***** Text

Erminia and the shepherds

Circa 1690

The painting "Erminia and the Shepherds" by the Neapolitan painter Luca Giordano, better known in Spain as Lucas Jordán, comes from the extraordinary collection of works by this painter formed by the (9th) Count of Santisteban, among which were particularly famous twelve canvases, including this one, on scenes from Torcuato Tasso's Gerusalemme Liberata (1581), one of the most popular epic poems of the late Renaissance and Baroque periods throughout Europe.

Francisco de Benavides Dávila y Corella, 9th Count of Santisteban, came from an old family distinguished for its services to the Crown, a path he himself followed. His official CV began with the Captaincy General of the Kingdom of Granada (1672-5), followed by the Viceroyalty of Sardinia (1676-8), the Viceroyalty of Sicily (1678-87) and finally the Viceroyalty of Naples (1687-96). In all these posts, Santisteban left a mark of authority and good government. However, nothing seems to indicate that he was initially particularly attracted to the fine arts.

His father, Don Diego de Benavides, was a notable military officer and diplomat - minister plenipotentiary at the Peace of the Pyrenees - and ended his life as Viceroy of Peru; he was also a poet and an outstanding Latinist, author of an anthology of poems and moral reflections entitled Horae Succisivae, which his sons published posthumously, but there is nothing to indicate that he had any interest in art either. The formation of an important collection of paintings by Don Francisco de Benavides, as we shall see, was inherent to his Italian and, more specifically, Neapolitan experience.

**********

**Problem to solve**.
Continue the Luca Giordano painting text from where it stops.

***** Collected data

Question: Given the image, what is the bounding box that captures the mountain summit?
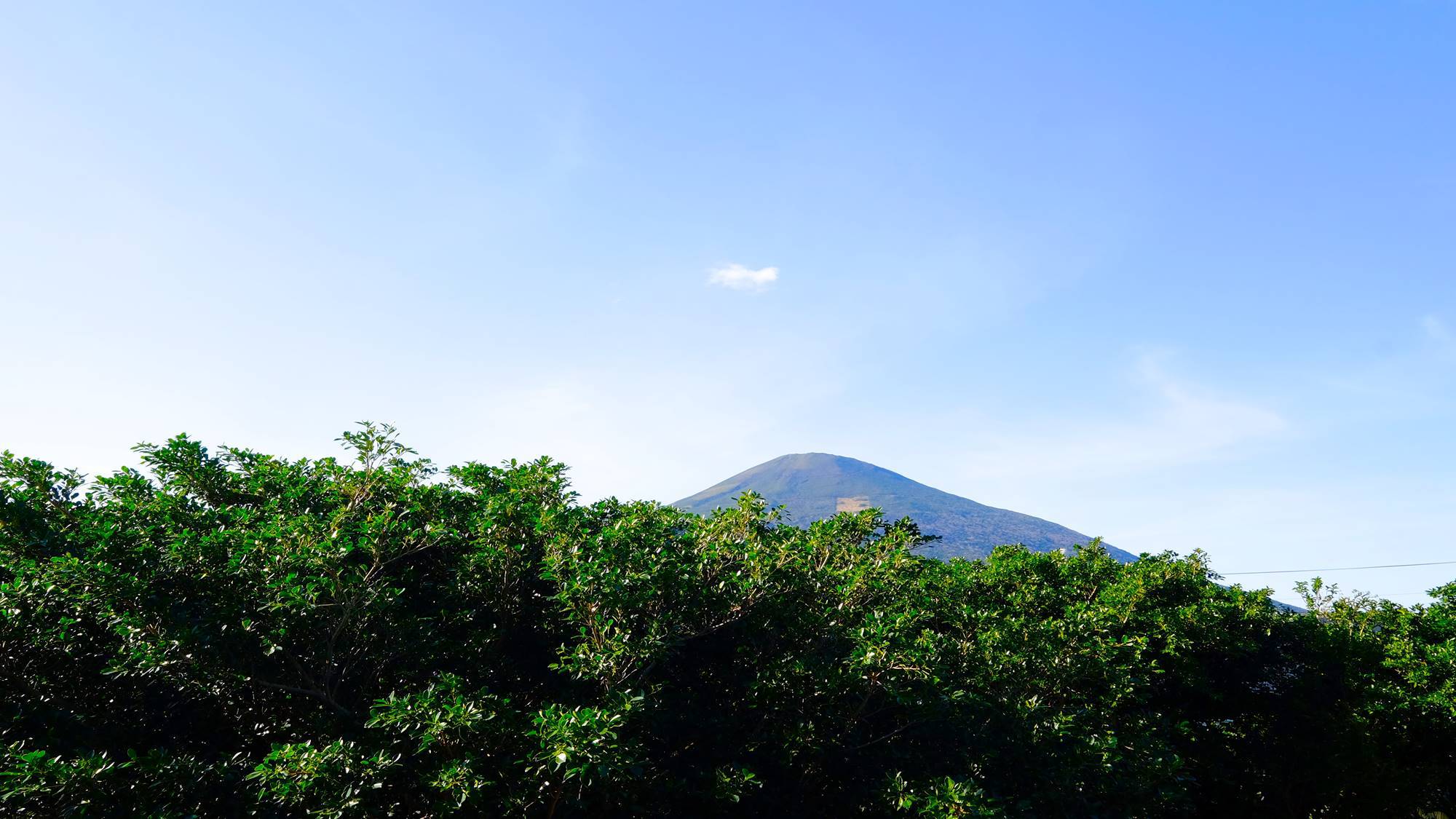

**********

**The result**.
Santisteban arrived in Naples in 1687 to replace the Viceroy Marquis del Carpio who had died in the city. Carpio, who was a compulsive purchaser of paintings whose collection achieved a European reputation, had already used his previous posting as ambassador to Rome to increase his gallery and in the four short years he spent in Naples he continued the process. He spent so much money that when he died his executors had to organise auctions of his works of art for several years in order to pay off his debts. Among his collection, Lucas Jordán had been one of his favourite painters, owning 49 of his works; we now know, however, thanks to González Asenjo's research, that this frenzied buying spree was at least partly due to Charles II's commission to acquire up to 122 paintings by Giordano.

In any event, when Santisteban arrived in Naples he found himself ordered to continue the work to fulfil the King's commission and with a mass of paintings from the Carpio collection (including those by Giordano) in the process of being sold off. At first, however, Santisteban, who was more interested in bookish culture, came into contact with the city's literary circles, particularly that of Giuseppe Valletta, which had an impressive library of 18,000 volumes; here a gathering of Neapolitan intellectuals met, including Nicoló Caravito, Giuseppe Lucina and, above all, Gianbattista Vico. Santisteban joined the group, thus forming the embryo of what his nephew and successor, the (9th) Duke of Medinaceli, would later formalise under the title of the Academia Palatina.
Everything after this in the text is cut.